*WHAT THE TASK ASKS*: Recast the lines from the one containing "the grass shown" up to and including the one containing "[(119, 205)]" as a JSON list of strings, with one string per line and blank lines omitted.

*DATA LINES*:
<<<<
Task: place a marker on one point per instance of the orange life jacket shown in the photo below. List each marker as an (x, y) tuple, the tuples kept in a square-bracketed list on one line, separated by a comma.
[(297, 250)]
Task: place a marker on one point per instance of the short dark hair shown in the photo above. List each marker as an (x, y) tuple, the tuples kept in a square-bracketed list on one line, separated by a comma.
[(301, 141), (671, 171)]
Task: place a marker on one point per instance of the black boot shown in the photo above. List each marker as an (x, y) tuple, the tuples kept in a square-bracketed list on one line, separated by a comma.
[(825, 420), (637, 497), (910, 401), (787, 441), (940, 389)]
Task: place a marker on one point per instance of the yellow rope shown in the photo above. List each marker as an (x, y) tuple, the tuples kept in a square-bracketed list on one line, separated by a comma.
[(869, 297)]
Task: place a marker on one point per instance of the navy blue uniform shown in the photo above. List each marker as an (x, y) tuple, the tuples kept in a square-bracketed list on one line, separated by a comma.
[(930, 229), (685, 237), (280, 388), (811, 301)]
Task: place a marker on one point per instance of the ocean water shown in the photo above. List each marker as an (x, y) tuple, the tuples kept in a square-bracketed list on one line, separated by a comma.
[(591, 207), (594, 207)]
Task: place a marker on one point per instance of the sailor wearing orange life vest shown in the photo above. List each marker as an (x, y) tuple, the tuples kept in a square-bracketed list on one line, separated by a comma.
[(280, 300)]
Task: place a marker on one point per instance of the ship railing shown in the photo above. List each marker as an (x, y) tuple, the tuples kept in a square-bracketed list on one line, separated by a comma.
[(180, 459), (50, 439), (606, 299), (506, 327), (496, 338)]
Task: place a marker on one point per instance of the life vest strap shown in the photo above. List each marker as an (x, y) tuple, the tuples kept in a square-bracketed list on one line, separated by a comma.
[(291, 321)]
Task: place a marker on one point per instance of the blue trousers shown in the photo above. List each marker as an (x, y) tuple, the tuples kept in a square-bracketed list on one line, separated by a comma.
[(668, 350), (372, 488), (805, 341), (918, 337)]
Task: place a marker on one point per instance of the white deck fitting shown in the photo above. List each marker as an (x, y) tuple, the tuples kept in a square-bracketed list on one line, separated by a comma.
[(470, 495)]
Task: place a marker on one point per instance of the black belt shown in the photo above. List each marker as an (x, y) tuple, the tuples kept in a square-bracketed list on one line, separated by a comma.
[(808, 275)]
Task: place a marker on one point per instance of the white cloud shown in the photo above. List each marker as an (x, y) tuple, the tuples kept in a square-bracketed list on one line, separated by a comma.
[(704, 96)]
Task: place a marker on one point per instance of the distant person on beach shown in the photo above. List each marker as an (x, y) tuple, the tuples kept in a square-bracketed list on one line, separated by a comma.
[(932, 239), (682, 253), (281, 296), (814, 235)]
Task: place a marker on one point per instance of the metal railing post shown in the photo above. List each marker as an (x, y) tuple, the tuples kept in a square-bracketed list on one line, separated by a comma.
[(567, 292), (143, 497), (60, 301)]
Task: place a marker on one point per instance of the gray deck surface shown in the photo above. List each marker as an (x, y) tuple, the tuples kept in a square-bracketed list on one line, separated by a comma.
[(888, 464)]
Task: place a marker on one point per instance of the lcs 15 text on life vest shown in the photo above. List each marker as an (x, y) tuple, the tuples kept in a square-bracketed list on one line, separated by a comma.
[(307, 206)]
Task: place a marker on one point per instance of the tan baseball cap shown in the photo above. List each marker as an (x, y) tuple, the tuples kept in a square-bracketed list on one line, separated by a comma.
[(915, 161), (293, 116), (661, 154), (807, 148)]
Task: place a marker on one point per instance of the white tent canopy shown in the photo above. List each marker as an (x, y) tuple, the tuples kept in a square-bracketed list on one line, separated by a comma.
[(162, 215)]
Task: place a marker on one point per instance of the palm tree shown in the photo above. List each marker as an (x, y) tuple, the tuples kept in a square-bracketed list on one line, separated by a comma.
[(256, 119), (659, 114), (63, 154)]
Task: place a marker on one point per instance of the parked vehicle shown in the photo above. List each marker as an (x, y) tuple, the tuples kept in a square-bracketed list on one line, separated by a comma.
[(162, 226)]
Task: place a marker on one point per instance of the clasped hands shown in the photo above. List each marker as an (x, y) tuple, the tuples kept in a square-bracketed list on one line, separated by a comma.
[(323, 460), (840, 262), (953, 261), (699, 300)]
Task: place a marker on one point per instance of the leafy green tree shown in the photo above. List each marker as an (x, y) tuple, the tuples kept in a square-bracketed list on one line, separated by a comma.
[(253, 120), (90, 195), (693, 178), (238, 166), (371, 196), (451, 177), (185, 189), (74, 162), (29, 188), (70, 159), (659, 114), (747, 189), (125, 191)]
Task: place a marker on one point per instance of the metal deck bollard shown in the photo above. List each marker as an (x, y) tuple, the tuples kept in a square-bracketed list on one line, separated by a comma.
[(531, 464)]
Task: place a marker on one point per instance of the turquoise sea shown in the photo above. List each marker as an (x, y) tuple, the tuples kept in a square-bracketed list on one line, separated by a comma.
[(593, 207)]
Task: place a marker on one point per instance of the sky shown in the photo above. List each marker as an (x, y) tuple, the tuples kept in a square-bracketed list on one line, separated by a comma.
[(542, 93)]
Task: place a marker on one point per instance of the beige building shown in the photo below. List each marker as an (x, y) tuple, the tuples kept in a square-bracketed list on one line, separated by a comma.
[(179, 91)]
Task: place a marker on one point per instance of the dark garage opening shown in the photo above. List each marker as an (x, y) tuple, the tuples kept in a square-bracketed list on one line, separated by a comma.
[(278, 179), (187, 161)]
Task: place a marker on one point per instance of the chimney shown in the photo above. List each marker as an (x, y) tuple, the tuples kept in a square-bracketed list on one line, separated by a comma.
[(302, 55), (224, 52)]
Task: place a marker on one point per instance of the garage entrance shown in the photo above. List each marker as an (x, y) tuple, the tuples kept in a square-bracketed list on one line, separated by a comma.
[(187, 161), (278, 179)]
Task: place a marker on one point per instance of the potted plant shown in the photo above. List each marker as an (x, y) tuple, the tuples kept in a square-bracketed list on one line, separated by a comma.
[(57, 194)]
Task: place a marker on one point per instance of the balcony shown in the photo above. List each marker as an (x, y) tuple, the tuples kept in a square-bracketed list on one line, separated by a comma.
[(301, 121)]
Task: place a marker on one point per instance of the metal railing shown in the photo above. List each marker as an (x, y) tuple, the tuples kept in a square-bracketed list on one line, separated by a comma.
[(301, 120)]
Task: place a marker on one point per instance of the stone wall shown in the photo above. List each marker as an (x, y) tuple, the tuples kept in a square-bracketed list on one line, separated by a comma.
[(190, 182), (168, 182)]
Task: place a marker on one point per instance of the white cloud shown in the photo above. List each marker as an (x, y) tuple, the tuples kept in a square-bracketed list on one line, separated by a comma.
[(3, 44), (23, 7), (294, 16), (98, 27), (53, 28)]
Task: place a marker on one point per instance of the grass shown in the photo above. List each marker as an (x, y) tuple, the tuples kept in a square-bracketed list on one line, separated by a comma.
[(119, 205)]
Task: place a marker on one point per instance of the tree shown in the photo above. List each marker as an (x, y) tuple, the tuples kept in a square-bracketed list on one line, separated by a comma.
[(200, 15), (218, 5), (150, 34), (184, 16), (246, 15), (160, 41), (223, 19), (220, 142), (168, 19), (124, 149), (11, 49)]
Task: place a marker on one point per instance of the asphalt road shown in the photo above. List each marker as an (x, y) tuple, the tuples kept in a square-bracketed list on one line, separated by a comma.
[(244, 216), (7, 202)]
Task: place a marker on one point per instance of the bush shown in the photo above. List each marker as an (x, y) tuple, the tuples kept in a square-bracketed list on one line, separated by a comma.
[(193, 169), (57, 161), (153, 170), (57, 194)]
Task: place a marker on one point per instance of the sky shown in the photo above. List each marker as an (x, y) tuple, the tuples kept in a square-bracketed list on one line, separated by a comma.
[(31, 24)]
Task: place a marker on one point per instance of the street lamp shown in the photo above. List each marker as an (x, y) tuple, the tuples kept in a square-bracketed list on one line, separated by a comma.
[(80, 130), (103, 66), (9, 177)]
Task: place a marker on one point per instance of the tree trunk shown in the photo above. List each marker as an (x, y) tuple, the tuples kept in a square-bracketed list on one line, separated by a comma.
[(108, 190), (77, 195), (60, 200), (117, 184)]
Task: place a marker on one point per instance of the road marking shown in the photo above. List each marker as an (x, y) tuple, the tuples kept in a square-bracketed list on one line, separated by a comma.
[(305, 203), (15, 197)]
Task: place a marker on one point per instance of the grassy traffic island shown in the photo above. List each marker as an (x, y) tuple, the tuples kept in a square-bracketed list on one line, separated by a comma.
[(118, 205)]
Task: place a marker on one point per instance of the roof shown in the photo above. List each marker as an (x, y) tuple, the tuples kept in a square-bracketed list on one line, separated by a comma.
>>>>
*FINAL RESULT*:
[
  "Task: place a marker on one point per instance of the grass shown in the photo above. List each marker as an (x, y) tuple, the tuples kept in a square-bracketed list on one line, separated by a comma.",
  "[(119, 205)]"
]